**Stated task**
Nothing should be left out: output all of the entries exactly.

**Exercise materials**
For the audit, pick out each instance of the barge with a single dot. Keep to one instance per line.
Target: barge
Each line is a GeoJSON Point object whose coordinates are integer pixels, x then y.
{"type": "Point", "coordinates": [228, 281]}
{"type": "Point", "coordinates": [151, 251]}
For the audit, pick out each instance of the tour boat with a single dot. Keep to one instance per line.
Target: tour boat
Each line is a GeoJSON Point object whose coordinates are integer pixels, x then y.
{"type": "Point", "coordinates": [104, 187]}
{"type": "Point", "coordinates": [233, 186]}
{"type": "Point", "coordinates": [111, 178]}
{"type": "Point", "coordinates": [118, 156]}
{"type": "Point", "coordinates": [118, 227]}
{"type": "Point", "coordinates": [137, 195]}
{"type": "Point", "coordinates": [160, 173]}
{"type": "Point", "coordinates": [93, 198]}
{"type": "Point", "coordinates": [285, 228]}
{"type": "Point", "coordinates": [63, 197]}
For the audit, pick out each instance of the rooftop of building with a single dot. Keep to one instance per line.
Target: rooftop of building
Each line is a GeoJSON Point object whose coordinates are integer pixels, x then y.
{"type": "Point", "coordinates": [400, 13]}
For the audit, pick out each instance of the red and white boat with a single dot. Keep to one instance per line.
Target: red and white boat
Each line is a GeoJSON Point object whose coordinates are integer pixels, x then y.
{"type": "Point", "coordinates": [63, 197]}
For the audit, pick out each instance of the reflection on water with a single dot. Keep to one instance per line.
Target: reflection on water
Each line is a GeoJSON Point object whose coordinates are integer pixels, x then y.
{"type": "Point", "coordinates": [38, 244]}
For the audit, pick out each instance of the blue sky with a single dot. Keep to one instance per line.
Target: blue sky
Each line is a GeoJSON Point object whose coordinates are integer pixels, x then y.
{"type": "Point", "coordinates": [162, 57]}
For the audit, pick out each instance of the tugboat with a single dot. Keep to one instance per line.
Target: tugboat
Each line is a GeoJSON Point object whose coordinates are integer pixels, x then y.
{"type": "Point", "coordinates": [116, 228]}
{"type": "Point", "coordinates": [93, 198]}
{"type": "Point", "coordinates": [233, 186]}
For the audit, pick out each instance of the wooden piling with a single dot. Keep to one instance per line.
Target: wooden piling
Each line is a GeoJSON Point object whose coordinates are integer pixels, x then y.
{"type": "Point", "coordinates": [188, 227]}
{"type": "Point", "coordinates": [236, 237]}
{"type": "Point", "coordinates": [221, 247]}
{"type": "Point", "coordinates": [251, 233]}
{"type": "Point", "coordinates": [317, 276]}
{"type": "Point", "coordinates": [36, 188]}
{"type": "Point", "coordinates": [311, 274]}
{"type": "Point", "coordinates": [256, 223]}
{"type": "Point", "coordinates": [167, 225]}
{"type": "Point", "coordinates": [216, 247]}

**Completed task**
For the audit, pick out each instance of the barge with a single dot. Keep to one instance per line.
Target: barge
Each line is a GeoJSON Point object whose coordinates are integer pixels, x then y.
{"type": "Point", "coordinates": [228, 281]}
{"type": "Point", "coordinates": [151, 251]}
For the audit, pick out each instance of the tour boat with a single dot. Keep to one instance per line.
Target: tour boat
Each line is a GeoJSON Point object whose coordinates are integer pixels, x then y.
{"type": "Point", "coordinates": [104, 187]}
{"type": "Point", "coordinates": [233, 186]}
{"type": "Point", "coordinates": [111, 178]}
{"type": "Point", "coordinates": [118, 156]}
{"type": "Point", "coordinates": [118, 227]}
{"type": "Point", "coordinates": [137, 195]}
{"type": "Point", "coordinates": [160, 173]}
{"type": "Point", "coordinates": [93, 198]}
{"type": "Point", "coordinates": [285, 228]}
{"type": "Point", "coordinates": [63, 197]}
For the audit, pick out each instance of the rooftop of building with a single dot. Keep to one instance per line.
Target: rooftop of building
Each line is a GeoJSON Point object whose coordinates are integer pixels, x then y.
{"type": "Point", "coordinates": [400, 13]}
For the audit, pick out each instance of the red and white boat with a single dot. Keep to one instance per line.
Target: red and white boat
Each line is a GeoJSON Point object whose coordinates are integer pixels, x then y.
{"type": "Point", "coordinates": [63, 197]}
For the audit, pick out each instance of the reflection on water with a single dot. Keep to one instance per line.
Target: reflection on water
Each line is a GeoJSON Point object whose coordinates are integer pixels, x then y.
{"type": "Point", "coordinates": [38, 244]}
For the audit, pick out each instance of the blue sky with a single dot. Keep to one instance per line.
Target: blue sky
Each line is a GeoJSON Point object whose coordinates are integer pixels, x then y.
{"type": "Point", "coordinates": [162, 57]}
For the audit, pick out each instance of the tugboat with a single dot. Keep to one instance per line.
Target: tugboat
Each line is a GeoJSON Point object whose coordinates are integer pixels, x then y.
{"type": "Point", "coordinates": [116, 228]}
{"type": "Point", "coordinates": [93, 198]}
{"type": "Point", "coordinates": [233, 186]}
For the audit, pick out each instance of the wooden piling with a single dot. Keep to one instance per line.
Target: wooden piling
Each line is a GeoJSON Point object whose coordinates are integer pixels, x then y.
{"type": "Point", "coordinates": [188, 227]}
{"type": "Point", "coordinates": [236, 237]}
{"type": "Point", "coordinates": [221, 247]}
{"type": "Point", "coordinates": [251, 233]}
{"type": "Point", "coordinates": [317, 276]}
{"type": "Point", "coordinates": [36, 188]}
{"type": "Point", "coordinates": [311, 274]}
{"type": "Point", "coordinates": [256, 223]}
{"type": "Point", "coordinates": [167, 225]}
{"type": "Point", "coordinates": [216, 247]}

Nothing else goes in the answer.